Record list »
## begin

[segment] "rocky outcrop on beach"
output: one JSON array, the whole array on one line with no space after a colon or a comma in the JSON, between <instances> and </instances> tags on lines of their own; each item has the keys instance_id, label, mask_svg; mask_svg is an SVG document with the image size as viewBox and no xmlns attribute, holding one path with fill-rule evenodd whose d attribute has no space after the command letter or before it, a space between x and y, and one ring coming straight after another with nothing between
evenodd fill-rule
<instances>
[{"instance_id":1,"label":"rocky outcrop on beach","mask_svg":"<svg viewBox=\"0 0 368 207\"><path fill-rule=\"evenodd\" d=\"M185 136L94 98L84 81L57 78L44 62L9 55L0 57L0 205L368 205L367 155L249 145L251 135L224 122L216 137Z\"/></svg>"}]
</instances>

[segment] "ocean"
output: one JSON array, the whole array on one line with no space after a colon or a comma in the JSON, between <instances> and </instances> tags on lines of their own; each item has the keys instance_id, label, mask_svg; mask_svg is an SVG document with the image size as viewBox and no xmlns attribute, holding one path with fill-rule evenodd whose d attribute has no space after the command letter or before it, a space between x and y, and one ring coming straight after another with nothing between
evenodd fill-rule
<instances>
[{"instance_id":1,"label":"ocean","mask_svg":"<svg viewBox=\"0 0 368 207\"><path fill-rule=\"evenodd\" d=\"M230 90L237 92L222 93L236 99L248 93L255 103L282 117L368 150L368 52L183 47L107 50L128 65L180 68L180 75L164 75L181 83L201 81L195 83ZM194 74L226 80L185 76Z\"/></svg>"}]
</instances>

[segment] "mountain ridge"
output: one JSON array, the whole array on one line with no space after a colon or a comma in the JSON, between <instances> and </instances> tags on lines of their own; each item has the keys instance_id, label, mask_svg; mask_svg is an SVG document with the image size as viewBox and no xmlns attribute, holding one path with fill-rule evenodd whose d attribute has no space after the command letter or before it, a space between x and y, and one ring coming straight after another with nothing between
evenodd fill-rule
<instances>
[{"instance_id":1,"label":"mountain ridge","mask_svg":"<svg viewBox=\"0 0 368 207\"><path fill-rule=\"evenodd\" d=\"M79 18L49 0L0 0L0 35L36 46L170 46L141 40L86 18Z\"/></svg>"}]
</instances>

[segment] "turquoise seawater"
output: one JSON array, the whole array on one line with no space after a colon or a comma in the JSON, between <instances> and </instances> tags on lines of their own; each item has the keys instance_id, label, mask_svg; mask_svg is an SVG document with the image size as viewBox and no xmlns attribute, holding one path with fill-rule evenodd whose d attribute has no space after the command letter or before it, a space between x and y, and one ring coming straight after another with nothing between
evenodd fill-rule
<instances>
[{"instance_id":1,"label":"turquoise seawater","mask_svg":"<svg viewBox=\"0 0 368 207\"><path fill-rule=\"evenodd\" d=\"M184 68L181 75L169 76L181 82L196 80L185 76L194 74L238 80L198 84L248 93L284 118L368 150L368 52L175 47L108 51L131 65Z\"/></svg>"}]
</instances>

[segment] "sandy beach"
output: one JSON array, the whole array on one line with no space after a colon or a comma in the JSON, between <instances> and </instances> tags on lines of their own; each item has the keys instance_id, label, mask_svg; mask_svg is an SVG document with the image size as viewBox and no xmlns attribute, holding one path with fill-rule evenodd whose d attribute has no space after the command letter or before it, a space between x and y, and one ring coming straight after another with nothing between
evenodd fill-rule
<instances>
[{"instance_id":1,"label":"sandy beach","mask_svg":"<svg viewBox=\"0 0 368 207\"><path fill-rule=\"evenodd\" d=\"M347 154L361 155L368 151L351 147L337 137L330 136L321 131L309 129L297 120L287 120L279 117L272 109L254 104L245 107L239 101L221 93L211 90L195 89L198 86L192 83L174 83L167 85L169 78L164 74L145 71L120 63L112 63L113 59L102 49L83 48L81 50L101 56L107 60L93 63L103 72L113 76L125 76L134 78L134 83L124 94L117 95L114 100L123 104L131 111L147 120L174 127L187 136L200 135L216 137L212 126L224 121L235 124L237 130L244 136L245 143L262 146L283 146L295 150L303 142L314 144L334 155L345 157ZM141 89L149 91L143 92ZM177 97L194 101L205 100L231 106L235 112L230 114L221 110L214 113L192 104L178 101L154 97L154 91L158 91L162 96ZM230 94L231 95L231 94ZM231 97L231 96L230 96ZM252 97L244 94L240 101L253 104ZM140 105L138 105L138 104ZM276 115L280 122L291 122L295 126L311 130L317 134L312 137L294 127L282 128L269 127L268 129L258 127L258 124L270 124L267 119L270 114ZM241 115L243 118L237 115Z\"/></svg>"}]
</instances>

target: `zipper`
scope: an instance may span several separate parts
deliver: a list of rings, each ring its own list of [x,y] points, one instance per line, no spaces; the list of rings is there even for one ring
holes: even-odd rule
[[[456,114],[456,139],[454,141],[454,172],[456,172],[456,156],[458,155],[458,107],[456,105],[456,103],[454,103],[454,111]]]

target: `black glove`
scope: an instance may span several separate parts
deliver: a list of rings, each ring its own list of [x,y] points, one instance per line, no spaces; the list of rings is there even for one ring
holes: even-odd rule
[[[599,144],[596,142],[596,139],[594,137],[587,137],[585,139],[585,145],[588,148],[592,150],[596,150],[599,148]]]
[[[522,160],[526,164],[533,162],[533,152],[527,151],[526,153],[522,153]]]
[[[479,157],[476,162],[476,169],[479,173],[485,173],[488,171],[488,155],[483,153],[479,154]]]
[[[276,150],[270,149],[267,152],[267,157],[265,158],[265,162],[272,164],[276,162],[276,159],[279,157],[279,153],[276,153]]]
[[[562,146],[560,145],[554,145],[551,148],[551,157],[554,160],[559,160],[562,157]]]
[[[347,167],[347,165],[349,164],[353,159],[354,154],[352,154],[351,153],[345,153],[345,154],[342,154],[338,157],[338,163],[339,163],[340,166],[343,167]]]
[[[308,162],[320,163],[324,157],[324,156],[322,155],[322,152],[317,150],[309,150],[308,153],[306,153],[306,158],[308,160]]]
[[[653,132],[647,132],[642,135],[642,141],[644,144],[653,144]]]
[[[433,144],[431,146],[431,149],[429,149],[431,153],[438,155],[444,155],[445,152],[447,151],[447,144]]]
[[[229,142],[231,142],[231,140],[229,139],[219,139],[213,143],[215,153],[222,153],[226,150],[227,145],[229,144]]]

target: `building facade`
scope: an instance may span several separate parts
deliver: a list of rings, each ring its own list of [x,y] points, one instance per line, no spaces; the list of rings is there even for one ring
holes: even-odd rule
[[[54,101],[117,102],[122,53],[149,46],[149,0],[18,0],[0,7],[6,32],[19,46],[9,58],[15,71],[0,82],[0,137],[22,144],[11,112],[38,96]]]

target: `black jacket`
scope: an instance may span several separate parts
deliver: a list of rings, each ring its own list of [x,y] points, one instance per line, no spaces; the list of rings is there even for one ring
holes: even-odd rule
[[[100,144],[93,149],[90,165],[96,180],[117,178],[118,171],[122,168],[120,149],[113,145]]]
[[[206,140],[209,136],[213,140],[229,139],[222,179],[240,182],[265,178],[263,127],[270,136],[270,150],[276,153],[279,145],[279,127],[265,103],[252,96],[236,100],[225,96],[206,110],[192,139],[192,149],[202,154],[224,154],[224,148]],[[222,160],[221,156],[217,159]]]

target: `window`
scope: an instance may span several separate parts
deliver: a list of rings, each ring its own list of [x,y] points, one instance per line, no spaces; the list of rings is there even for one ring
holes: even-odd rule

## end

What to work on » Reproduce the listing shown above in its entirety, exactly.

Task output »
[segment] "rocky outcrop on beach"
output: one JSON array, the whole array on one line with no space after a colon or a comma in the JSON, between <instances> and </instances> tags on lines of their own; each item has the keys instance_id, label, mask_svg; mask_svg is an SVG document with the image size as viewBox and no xmlns attribute, holding one path with fill-rule evenodd whose d attribute has no space after the command letter or before it, a space between x and y, and one ring coming straight after another with nothing between
evenodd fill-rule
<instances>
[{"instance_id":1,"label":"rocky outcrop on beach","mask_svg":"<svg viewBox=\"0 0 368 207\"><path fill-rule=\"evenodd\" d=\"M185 136L94 98L84 81L57 78L44 62L9 55L0 57L0 205L368 205L367 155L249 145L251 135L224 122L216 137Z\"/></svg>"}]
</instances>

[segment] "ocean"
output: one JSON array, the whole array on one line with no space after a colon or a comma in the JSON, between <instances> and </instances> tags on lines of their own; each item has the keys instance_id, label, mask_svg; mask_svg is an SVG document with the image size as viewBox and no xmlns attribute, holding one path with fill-rule evenodd whose d attribute has no space after the command letter or before it, a space between x and y, and one ring coming straight after another with nothing between
evenodd fill-rule
<instances>
[{"instance_id":1,"label":"ocean","mask_svg":"<svg viewBox=\"0 0 368 207\"><path fill-rule=\"evenodd\" d=\"M230 90L237 92L222 93L236 99L248 93L255 103L282 117L368 150L368 52L183 47L107 50L128 65L180 68L180 75L164 75L181 83L201 81L195 83ZM194 74L226 80L185 76Z\"/></svg>"}]
</instances>

[segment] "mountain ridge"
output: one JSON array, the whole array on one line with no space after a colon or a comma in the JSON, between <instances> and </instances> tags on lines of their own; each item has the keys instance_id, label, mask_svg; mask_svg is an SVG document with the image size as viewBox and no xmlns attribute, holding one path with fill-rule evenodd whose d attribute has no space after the command letter or before it, a space between x and y, and one ring coming straight after another with nothing between
evenodd fill-rule
<instances>
[{"instance_id":1,"label":"mountain ridge","mask_svg":"<svg viewBox=\"0 0 368 207\"><path fill-rule=\"evenodd\" d=\"M79 18L49 0L0 0L0 35L36 46L170 46L141 40L86 18Z\"/></svg>"}]
</instances>

[segment] "turquoise seawater"
output: one JSON array, the whole array on one line with no space after a colon or a comma in the JSON, between <instances> and </instances> tags on lines of their own; each item has the keys instance_id, label, mask_svg; mask_svg is an SVG document with the image size as viewBox and no xmlns attribute, holding one path with fill-rule evenodd whose d attribute has no space after the command letter or before it, a space between x and y, and one ring coming straight after another with nothing between
evenodd fill-rule
<instances>
[{"instance_id":1,"label":"turquoise seawater","mask_svg":"<svg viewBox=\"0 0 368 207\"><path fill-rule=\"evenodd\" d=\"M184 68L181 75L169 76L181 82L196 80L185 76L194 74L238 80L198 84L248 93L284 118L368 150L368 52L175 47L108 51L131 65Z\"/></svg>"}]
</instances>

[segment] "sandy beach"
output: one JSON array, the whole array on one line with no space after a colon or a comma in the JSON, between <instances> and </instances> tags on lines of their own; each item has the keys instance_id, label, mask_svg; mask_svg is an SVG document with the image size as viewBox and no xmlns attribute, holding one path with fill-rule evenodd whose d attribute has no space after the command letter or before it, a space between x and y, and one ring coming straight after another with nothing between
evenodd fill-rule
<instances>
[{"instance_id":1,"label":"sandy beach","mask_svg":"<svg viewBox=\"0 0 368 207\"><path fill-rule=\"evenodd\" d=\"M347 154L361 155L368 151L351 147L337 137L330 136L321 131L309 129L297 120L287 120L279 117L272 109L254 104L245 107L239 101L221 93L211 90L195 89L198 86L192 83L174 83L167 85L169 78L164 74L145 71L120 63L112 63L113 59L102 49L83 48L81 50L101 56L107 60L93 63L103 72L113 76L125 76L134 78L134 83L124 94L117 95L114 100L123 104L131 111L147 120L174 127L187 136L200 135L216 137L212 126L224 121L235 124L237 130L244 136L245 143L262 146L283 146L295 150L303 142L314 144L334 155L345 157ZM141 89L149 91L143 92ZM177 97L194 101L205 100L231 106L235 112L230 114L221 110L214 113L192 104L178 101L154 97L154 91L158 91L162 96ZM230 94L231 95L231 94ZM231 97L231 96L230 96ZM252 97L244 94L240 101L253 104ZM140 105L138 105L138 104ZM276 115L280 122L291 122L295 126L311 130L317 134L312 137L294 127L282 128L269 127L268 129L258 127L258 124L270 124L267 119L270 114ZM241 115L243 118L237 115Z\"/></svg>"}]
</instances>

target: `zipper`
scope: an instance may span several separate parts
deliver: a list of rings, each ring its own list of [x,y] points, one instance per line, no spaces; the list of rings is there even for one ring
holes: even-odd rule
[[[456,114],[456,139],[454,141],[454,172],[456,172],[456,156],[458,155],[458,107],[456,105],[456,103],[454,103],[454,111]]]

target: `black glove`
scope: an instance may span several separate parts
deliver: a list of rings, each ring its own list of [x,y] points, one instance per line, no spaces; the list of rings is there even for one ring
holes: even-odd rule
[[[599,144],[596,142],[596,139],[594,137],[587,137],[585,139],[585,145],[588,148],[592,150],[596,150],[599,148]]]
[[[522,160],[526,164],[533,162],[533,152],[527,151],[526,153],[522,153]]]
[[[479,157],[476,162],[476,169],[479,173],[485,173],[488,171],[488,155],[483,153],[479,154]]]
[[[276,150],[270,149],[267,152],[267,157],[265,158],[265,162],[272,164],[276,162],[276,159],[279,157],[279,153],[276,153]]]
[[[562,146],[560,145],[554,145],[551,148],[551,157],[554,160],[559,160],[562,157]]]
[[[347,167],[347,165],[349,164],[353,159],[354,154],[352,154],[351,153],[345,153],[345,154],[342,154],[338,157],[338,163],[339,163],[340,166],[343,167]]]
[[[308,162],[320,163],[324,157],[324,156],[322,155],[322,152],[317,150],[309,150],[308,153],[306,153],[306,158],[308,160]]]
[[[653,132],[647,132],[642,135],[642,141],[644,144],[653,144]]]
[[[433,144],[431,146],[431,149],[429,149],[431,153],[438,155],[444,155],[445,152],[447,151],[447,144]]]
[[[229,142],[231,142],[231,140],[229,139],[219,139],[213,143],[215,153],[222,153],[226,150],[227,145],[229,144]]]

target: `building facade`
scope: an instance may span several separate parts
deliver: a list of rings, each ring its own list of [x,y] points, one instance per line, no spaces; the list of rings is there even for one ring
holes: even-odd rule
[[[54,101],[117,102],[122,53],[149,46],[149,0],[18,0],[0,7],[6,32],[19,46],[9,58],[15,71],[0,82],[0,137],[22,144],[11,112],[38,96]]]

target: `black jacket`
scope: an instance may span several separate parts
deliver: a list of rings, each ring its own list of [x,y] points, one instance per line, no spaces; the list of rings is there even for one ring
holes: even-odd rule
[[[100,144],[93,149],[90,165],[96,180],[117,178],[118,171],[122,168],[120,149],[113,145]]]
[[[206,140],[209,136],[213,140],[229,139],[222,179],[240,182],[265,178],[263,127],[270,136],[270,150],[276,153],[279,145],[279,127],[265,103],[252,96],[236,100],[225,96],[206,110],[192,139],[192,149],[202,154],[224,154],[224,148]],[[222,160],[221,156],[217,159]]]

target: `window`
scope: an instance may span several separate parts
deliver: a list of rings, each ring its own list of [x,y] points, one instance per line, no spaces; the list of rings is there even for one ring
holes: even-odd rule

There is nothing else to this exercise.